+++ Source extract +++

Possibly related (same subject, not in this thread)

Hi,

On Thu, 3 Feb 2022, Elijah Newren wrote:
On Thu, Feb 3, 2022 at 2:42 AM Johannes Altmanninger [off-list ref] wrote:
quoted
On Wed, Feb 02, 2022 at 04:18:39PM -0800, Elijah Newren wrote:
quoted
On Wed, Feb 2, 2022 at 2:01 PM Junio C Hamano [off-list ref] wrote:
quoted
Elijah Newren [off-list ref] writes:
quoted
Yes, you are reading right.  I think the cherry-pick/rebase
replacement actually deserves a separate command from what merges
should use; replaying a sequence of commits just has a number of UI
differences and abilities that I think pull it in a different
direction.
I completely disagree.  Each individual step in a sequence of
replaying commits in order (or in reverse order) should be
scriptable as a single merge-tree that takes "apply the change to go
from A^ to A on X".  Sequencing and placing UI around it is a job
for the script that drives merge-tree.

+++ Dataset rows +++

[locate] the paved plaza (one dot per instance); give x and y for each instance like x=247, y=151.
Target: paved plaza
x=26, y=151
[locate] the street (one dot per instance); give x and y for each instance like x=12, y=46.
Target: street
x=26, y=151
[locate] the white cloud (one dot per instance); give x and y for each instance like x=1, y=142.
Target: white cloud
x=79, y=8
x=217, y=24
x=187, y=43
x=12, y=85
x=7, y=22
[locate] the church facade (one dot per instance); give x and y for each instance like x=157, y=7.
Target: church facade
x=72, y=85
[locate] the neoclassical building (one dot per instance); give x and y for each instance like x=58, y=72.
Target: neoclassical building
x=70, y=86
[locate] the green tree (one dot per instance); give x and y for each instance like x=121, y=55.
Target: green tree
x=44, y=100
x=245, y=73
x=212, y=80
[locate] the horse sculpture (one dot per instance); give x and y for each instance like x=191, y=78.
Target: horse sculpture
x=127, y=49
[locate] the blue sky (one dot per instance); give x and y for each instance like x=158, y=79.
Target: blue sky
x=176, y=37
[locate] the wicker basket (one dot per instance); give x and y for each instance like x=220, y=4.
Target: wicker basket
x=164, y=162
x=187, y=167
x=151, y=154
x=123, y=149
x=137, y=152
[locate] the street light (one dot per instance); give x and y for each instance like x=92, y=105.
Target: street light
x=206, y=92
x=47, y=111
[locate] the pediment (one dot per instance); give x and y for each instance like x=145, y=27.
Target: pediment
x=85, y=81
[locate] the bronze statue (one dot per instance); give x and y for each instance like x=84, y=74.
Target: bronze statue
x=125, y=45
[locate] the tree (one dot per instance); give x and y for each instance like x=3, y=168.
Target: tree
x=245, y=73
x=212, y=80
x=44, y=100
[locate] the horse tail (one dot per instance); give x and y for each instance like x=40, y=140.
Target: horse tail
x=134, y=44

+++

Exercise details |
In the mailing-list excerpt, condense the paragraph that begins "I completely disagree" into a shorter version that keeps its main points.

Expected answer |
The writer fully disagrees. Each step of replaying commits, in order or in reverse, should be scriptable as a single merge-tree call that applies the change from A^ to A on X. Sequencing and the UI around it belong to the script that drives merge-tree.